- **YOUR TASK**:
Copy the following lines without alteration, beginning at the line that contains "[locate] green foliage" and continuing through the end of the entries.

Items in a dataset
>>>>

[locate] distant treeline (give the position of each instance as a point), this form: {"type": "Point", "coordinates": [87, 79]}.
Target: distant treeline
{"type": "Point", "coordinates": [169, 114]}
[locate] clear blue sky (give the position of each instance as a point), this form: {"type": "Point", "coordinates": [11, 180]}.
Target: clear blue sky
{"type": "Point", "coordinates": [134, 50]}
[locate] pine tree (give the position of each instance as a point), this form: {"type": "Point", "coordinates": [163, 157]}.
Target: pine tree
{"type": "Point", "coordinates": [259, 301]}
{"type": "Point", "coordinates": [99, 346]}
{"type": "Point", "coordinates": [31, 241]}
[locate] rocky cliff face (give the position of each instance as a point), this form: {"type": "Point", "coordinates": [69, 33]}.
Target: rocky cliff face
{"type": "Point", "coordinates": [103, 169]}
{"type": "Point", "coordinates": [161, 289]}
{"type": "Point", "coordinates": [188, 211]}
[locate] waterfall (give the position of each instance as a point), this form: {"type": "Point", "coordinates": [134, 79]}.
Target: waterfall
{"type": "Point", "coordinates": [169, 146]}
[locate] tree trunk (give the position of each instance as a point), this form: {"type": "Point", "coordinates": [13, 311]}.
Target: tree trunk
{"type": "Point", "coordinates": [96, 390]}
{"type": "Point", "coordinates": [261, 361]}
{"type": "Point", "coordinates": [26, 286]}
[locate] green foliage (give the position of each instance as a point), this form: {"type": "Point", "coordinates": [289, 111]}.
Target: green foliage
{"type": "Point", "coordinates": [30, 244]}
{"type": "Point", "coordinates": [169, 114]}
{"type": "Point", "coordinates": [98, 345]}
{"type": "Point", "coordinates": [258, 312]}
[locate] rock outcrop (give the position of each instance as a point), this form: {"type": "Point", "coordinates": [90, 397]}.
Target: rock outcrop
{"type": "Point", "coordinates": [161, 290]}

<<<<

- **TASK ANSWER**:
[locate] green foliage (give the position of each instance as a point), this form: {"type": "Point", "coordinates": [289, 111]}.
Target: green foliage
{"type": "Point", "coordinates": [30, 244]}
{"type": "Point", "coordinates": [169, 114]}
{"type": "Point", "coordinates": [98, 345]}
{"type": "Point", "coordinates": [258, 312]}
[locate] rock outcrop (give the position of each instance as a point), this form: {"type": "Point", "coordinates": [90, 397]}.
Target: rock outcrop
{"type": "Point", "coordinates": [161, 290]}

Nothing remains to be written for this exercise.